### Required work
Transcribe all of the lines below, keeping every character unchanged.

(Records drawn from a data source)
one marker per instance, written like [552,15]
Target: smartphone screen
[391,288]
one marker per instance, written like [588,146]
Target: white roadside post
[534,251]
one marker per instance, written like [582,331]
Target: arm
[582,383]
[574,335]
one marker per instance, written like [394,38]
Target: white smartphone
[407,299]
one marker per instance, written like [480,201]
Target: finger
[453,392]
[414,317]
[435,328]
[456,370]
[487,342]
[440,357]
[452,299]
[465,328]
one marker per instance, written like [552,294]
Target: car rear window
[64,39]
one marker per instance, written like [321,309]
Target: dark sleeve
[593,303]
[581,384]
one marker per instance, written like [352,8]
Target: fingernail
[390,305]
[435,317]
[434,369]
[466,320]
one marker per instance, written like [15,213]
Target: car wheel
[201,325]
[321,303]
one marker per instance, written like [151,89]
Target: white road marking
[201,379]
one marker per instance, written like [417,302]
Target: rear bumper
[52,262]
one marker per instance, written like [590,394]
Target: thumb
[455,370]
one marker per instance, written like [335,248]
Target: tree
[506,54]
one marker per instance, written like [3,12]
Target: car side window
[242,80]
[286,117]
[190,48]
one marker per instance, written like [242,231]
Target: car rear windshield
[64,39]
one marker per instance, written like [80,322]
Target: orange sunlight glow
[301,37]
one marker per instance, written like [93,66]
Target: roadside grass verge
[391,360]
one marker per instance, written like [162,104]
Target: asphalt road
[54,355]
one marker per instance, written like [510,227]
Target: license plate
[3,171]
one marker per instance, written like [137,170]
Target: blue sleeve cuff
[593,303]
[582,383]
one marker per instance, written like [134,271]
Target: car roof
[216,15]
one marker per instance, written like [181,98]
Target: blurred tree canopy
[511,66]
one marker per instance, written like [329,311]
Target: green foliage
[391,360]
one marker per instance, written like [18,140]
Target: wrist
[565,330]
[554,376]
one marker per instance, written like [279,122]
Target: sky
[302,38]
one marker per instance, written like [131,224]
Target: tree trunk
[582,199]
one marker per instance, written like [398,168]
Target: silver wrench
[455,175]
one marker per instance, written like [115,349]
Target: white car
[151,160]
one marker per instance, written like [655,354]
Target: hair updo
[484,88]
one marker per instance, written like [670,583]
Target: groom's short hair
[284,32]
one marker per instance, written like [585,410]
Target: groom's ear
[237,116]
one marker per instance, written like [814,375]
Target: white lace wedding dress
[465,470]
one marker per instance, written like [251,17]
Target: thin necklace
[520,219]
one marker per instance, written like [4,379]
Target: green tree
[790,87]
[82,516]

### Solution for this problem
one marker per instance, written like [552,15]
Target: smartphone screen
[391,288]
one marker per instance, written like [588,146]
Target: white roadside post
[534,251]
one marker per instance, written like [582,331]
Target: arm
[582,383]
[574,335]
one marker per instance, written like [394,38]
Target: white smartphone
[407,299]
one marker per instance, written like [480,201]
Target: finger
[453,392]
[414,317]
[435,328]
[456,370]
[487,342]
[440,357]
[452,299]
[465,328]
one marker per instance, written like [552,294]
Target: car rear window
[64,39]
one marker per instance, written like [321,309]
Target: dark sleeve
[593,303]
[581,384]
one marker per instance, written like [352,8]
Target: fingernail
[390,305]
[435,317]
[434,369]
[466,320]
one marker per instance, written like [15,213]
Target: car wheel
[201,325]
[321,303]
one marker per instance, written like [151,89]
Target: white road marking
[201,379]
one marker per instance, written like [417,302]
Target: rear bumper
[52,262]
one marker per instance, written like [590,394]
Target: thumb
[455,370]
one marker per instance, written like [335,248]
Target: tree
[506,54]
one marker per instance, written like [3,12]
Target: car side window
[242,80]
[286,117]
[190,48]
one marker per instance, written like [242,231]
Target: car rear windshield
[64,39]
one marker per instance, written like [80,322]
Target: orange sunlight glow
[301,37]
one marker per instance, written like [93,66]
Target: roadside grass verge
[391,360]
one marker per instance, written like [162,104]
Target: asphalt road
[54,355]
one marker per instance, written like [510,227]
Target: license plate
[3,171]
one marker per instance, written like [137,170]
Target: blue sleeve cuff
[593,303]
[582,383]
one marker per instance, written like [134,271]
Target: car roof
[216,15]
one marker per instance, written like [181,98]
Target: blurred tree canopy
[511,66]
one marker per instance, written like [329,311]
Target: green foliage
[391,360]
one marker per instance, written like [18,140]
Target: wrist
[565,330]
[554,376]
one marker per instance, written like [279,122]
Target: sky
[302,38]
one marker per instance, written like [131,224]
Target: tree trunk
[582,199]
one marker per instance, written like [398,168]
Target: silver wrench
[455,175]
one marker per instance, written like [115,349]
Target: white car
[151,160]
one marker per instance, written like [655,354]
Target: hair updo
[484,88]
one marker per instance, written like [670,583]
Target: groom's short hair
[284,32]
one marker per instance, written like [585,410]
Target: groom's ear
[237,116]
one marker per instance, written like [814,375]
Target: white lace wedding dress
[465,470]
one marker per instance, written like [251,17]
Target: thin necklace
[520,219]
one marker per instance, written like [4,379]
Target: green tree
[790,87]
[82,516]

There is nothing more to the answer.